* **Directive**: Rewrite the entries below, swapping every "pin" for "marker" and keeping all other text the same.

(Pointing entries)
------------

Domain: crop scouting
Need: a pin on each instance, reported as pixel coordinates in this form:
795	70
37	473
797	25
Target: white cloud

------------

* **Complete response**:
Domain: crop scouting
Need: a marker on each instance, reported as pixel coordinates in this form:
795	70
37	473
797	25
Target: white cloud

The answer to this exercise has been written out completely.